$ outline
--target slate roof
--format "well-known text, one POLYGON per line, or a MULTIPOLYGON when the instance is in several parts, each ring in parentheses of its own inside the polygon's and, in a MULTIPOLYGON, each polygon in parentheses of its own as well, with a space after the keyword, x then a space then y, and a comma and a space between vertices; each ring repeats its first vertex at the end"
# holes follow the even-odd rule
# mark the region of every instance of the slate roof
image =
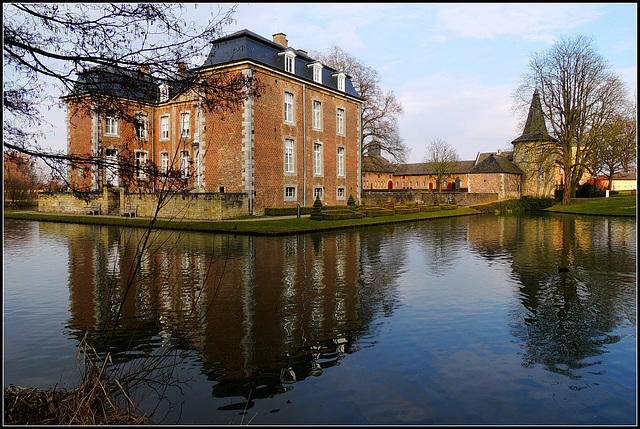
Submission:
POLYGON ((544 122, 544 115, 542 114, 542 104, 540 103, 540 94, 536 89, 531 99, 531 105, 529 106, 529 115, 527 116, 527 122, 524 125, 522 135, 511 143, 525 143, 525 142, 541 142, 541 141, 556 141, 547 132, 547 125, 544 122))
MULTIPOLYGON (((278 54, 287 50, 291 50, 296 55, 294 61, 295 75, 306 81, 314 82, 313 68, 307 66, 316 63, 316 60, 303 51, 284 47, 249 30, 240 30, 214 40, 209 56, 198 69, 251 60, 267 67, 284 71, 284 55, 278 54)), ((338 91, 337 79, 332 75, 339 72, 339 70, 324 64, 322 66, 322 85, 338 91)), ((348 75, 346 75, 344 92, 350 96, 360 98, 348 75)))
MULTIPOLYGON (((241 30, 212 41, 211 51, 204 64, 183 74, 169 76, 167 79, 158 79, 139 70, 128 70, 115 66, 95 67, 79 73, 74 88, 63 99, 82 94, 105 94, 131 100, 158 103, 160 101, 158 85, 163 82, 169 85, 169 99, 171 99, 184 89, 186 82, 195 77, 198 71, 210 67, 251 60, 267 67, 284 71, 284 55, 278 54, 287 50, 293 51, 296 55, 294 61, 295 76, 314 82, 313 68, 307 66, 317 63, 317 61, 309 57, 305 52, 285 48, 249 30, 241 30)), ((335 73, 338 73, 338 70, 323 64, 322 85, 334 91, 339 91, 335 73)), ((315 82, 314 84, 317 85, 315 82)), ((342 91, 339 92, 342 93, 342 91)), ((348 75, 345 75, 344 93, 361 99, 348 75)))

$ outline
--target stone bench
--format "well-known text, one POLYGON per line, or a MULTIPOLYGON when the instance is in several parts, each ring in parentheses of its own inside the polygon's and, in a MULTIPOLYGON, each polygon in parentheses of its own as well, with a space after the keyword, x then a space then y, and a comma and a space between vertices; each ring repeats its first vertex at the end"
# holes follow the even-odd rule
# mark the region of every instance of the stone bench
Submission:
POLYGON ((136 212, 138 211, 138 206, 135 204, 127 204, 124 206, 124 209, 122 210, 122 216, 129 216, 129 217, 135 217, 136 216, 136 212))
═══
→ INSTRUCTIONS TO FOLLOW
Gather each line of the items that contains the string "target", and reproduce those lines in the order in which they appear.

→ ANSWER TO THIS EXERCISE
--target slate roof
--target stone bench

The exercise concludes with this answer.